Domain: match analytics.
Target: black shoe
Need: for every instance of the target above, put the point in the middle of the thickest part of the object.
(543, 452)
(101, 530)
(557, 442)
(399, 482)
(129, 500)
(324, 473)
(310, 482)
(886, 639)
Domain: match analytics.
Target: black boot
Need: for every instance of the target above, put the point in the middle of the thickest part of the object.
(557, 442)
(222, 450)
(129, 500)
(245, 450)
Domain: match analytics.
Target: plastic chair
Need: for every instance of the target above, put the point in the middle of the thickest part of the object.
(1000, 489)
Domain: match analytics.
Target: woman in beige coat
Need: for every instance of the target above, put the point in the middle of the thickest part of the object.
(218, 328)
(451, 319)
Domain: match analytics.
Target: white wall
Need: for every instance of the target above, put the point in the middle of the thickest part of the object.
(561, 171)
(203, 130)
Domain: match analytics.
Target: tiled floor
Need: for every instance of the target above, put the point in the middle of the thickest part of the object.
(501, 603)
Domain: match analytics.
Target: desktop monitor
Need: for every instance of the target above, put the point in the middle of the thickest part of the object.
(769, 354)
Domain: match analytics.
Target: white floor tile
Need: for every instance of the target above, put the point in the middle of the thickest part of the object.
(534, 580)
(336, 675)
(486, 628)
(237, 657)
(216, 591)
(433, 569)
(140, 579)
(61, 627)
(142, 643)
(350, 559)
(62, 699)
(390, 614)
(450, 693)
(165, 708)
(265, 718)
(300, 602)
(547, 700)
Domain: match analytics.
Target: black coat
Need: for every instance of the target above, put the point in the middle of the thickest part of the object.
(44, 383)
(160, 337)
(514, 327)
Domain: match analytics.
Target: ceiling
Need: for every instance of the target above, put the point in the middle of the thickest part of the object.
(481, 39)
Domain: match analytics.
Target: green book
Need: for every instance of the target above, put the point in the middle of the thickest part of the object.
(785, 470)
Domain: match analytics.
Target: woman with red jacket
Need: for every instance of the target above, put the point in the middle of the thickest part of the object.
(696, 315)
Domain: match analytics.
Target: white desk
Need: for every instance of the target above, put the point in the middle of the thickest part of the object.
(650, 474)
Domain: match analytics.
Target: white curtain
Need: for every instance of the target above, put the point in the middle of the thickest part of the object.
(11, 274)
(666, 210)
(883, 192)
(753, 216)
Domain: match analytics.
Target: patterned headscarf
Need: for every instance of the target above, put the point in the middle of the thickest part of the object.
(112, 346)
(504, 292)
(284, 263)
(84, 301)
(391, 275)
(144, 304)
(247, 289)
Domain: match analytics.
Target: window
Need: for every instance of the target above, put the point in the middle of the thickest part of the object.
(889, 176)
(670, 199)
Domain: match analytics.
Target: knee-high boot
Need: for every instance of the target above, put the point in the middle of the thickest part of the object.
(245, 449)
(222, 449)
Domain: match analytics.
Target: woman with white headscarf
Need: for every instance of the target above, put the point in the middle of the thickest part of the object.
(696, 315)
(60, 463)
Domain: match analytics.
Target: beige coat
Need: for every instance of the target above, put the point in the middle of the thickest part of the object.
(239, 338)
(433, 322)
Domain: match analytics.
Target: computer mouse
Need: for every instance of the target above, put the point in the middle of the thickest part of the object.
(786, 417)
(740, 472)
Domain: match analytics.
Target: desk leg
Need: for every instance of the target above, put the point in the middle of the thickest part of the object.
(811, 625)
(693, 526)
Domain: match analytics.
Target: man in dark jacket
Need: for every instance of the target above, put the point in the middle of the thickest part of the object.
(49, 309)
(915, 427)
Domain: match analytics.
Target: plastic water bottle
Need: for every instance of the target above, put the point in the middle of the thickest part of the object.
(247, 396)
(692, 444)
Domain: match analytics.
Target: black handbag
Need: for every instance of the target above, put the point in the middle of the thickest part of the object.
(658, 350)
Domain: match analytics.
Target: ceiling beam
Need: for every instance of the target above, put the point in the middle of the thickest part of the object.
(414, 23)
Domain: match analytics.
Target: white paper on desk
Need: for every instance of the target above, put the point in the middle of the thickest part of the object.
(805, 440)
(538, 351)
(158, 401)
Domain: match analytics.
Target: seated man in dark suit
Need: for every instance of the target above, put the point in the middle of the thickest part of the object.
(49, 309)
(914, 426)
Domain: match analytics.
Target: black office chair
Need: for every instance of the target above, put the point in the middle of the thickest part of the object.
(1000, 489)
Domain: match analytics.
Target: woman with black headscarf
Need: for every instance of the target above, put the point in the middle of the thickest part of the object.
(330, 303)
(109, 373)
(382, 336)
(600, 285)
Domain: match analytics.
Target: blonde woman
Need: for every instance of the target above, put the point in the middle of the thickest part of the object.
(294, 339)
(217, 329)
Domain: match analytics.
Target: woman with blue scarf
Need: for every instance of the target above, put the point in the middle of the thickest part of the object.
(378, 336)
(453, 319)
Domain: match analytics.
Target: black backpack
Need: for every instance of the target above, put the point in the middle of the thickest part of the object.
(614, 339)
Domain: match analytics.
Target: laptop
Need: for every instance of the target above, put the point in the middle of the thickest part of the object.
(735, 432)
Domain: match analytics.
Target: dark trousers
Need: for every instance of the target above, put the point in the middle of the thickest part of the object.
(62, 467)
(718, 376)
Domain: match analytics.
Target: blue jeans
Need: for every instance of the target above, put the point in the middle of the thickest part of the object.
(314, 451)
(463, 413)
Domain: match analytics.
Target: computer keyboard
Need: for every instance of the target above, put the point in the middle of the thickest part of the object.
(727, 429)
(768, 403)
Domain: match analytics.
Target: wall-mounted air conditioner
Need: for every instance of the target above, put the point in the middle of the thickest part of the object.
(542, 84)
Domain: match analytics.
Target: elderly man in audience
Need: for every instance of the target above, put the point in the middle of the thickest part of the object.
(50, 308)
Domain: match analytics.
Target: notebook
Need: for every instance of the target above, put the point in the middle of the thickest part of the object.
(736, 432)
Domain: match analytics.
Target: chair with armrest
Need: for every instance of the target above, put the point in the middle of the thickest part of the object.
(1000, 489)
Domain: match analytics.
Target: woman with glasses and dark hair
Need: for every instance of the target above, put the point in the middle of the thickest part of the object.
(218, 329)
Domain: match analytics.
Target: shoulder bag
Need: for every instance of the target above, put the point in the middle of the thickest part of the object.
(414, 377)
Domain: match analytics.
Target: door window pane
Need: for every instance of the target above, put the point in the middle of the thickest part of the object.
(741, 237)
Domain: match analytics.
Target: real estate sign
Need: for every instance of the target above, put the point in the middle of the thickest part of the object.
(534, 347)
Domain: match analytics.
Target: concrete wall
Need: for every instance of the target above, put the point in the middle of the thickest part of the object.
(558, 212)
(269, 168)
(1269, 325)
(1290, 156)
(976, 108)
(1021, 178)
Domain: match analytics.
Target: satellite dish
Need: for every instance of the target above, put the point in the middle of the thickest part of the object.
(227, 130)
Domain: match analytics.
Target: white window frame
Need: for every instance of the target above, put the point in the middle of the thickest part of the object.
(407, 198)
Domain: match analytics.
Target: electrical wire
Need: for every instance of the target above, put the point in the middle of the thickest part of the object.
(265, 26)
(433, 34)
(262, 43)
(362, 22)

-------------------------

(What to work on) Extract every line above that contains the word "black", treating uppercase and lowercase letters as different.

(Written solution)
Target: black shoe
Target: black boot
Target: black coat
Target: black handbag
Target: black office chair
Target: woman with black headscarf
Target: black backpack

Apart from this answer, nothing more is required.